* EXTRACT PROVIDED:
———

Rabuy noted that there are numerous ongoing state-level campaigns to protect in-person visits, and to stop officials from building new jails without real-life visiting facilities. Texas law currently requires in-person visits (and clarifies that video doesn't count), she said, and California passed such a law in both houses a few years ago, but it was vetoed by the governor.

In 2013, an FCC analysis found that companies' fees “have caused inmates and their friends and families to subsidize everything from inmate welfare to salaries and benefits, states’ general revenue funds, and personnel training,” and that companies were found to compete "not based on price or service quality, but on the size of the commission.” 

For years, the FCC has discussed regulating the prison phone industry's high cost to families from a federal level -- at least, for 15 years on record so far -- but hasn't taken many real steps to do so, according to advocates. Last year, the FCC chose to approve the sale of Securus to Beverly Hills-based Platinum Equity, owned by Tom Gores of Detroit Pistons fame, while acknowledging some of the advocates' key concerns.

At the time, the FCC fined Securus $1.7 million for reportedly misleading the FCC during the process. In their dissent to the decision, Commissioners Mignon Clyburn and Jessica Rosenworcel wrote, "Is this transfer of control and consent decree just a slap on the wrist? More like a pat on the back ... [and] precedent-setting. Until now, the FCC has never granted a transfer of control when a company has made misrepresentations during the review process.”

Last month, Securus also announced the launch of its own wireless network for corrections facilities, designed to suppress connection from unauthorized or contraband phones, as well its new national video-relay system and the company's acquisition of GovPayNet, a fee-based service that accepts payments to the government.

Securus was reached out to for comment, which will be included her when and if available.

As one of the most vulnerable groups, inmates have been among the first to face having video as their only choice for seeing or being seen by others, but its adoption has been viral everywhere. Over the past several years, advances in technology have increasingly let video feeds or prerecorded messages stand in for live appearances, from law and medicine to relationships and entertainment.

At the same time, AI and almost constant surveillance have similarly gained bigger roles in our lives, with chatbots and cameras (some sophisticated, some not) filling in where people have been, and could never have gone.

Together, these trends raise a number of important questions without easy answers. And for the foreseeable future, only human intelligence is equipped to handle the subtlety of these gray areas, which are shifting daily.

———

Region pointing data

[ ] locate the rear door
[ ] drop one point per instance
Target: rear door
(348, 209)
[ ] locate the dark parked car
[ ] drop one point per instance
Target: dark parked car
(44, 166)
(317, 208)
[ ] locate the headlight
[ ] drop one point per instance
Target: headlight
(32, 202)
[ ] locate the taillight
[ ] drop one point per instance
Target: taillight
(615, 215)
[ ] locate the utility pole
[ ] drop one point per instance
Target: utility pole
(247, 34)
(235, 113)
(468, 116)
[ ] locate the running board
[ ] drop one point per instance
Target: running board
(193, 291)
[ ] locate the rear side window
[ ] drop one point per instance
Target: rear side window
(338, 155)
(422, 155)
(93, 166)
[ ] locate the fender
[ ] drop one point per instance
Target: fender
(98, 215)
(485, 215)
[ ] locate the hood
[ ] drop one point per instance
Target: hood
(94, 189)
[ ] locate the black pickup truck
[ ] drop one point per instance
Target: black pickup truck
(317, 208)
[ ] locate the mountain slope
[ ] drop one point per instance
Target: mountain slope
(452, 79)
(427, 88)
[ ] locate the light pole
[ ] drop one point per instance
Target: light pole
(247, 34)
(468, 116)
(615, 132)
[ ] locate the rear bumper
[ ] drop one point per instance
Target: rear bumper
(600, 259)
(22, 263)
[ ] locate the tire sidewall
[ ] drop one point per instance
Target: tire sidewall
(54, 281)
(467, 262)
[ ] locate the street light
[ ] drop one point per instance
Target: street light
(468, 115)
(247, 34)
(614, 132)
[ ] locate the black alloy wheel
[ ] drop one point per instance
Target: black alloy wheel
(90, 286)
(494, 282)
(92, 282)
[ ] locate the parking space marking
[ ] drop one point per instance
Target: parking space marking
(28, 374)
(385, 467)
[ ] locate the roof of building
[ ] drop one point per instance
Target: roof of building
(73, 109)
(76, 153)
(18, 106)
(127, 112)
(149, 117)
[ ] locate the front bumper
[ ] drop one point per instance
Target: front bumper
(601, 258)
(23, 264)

———

* PROMPT: In the article on prison visits and phone fees, how much did the FCC fine Securus? You can do the task without the records.

* TASK SOLUTION: $1.7 million, for reportedly misleading the FCC during the review process.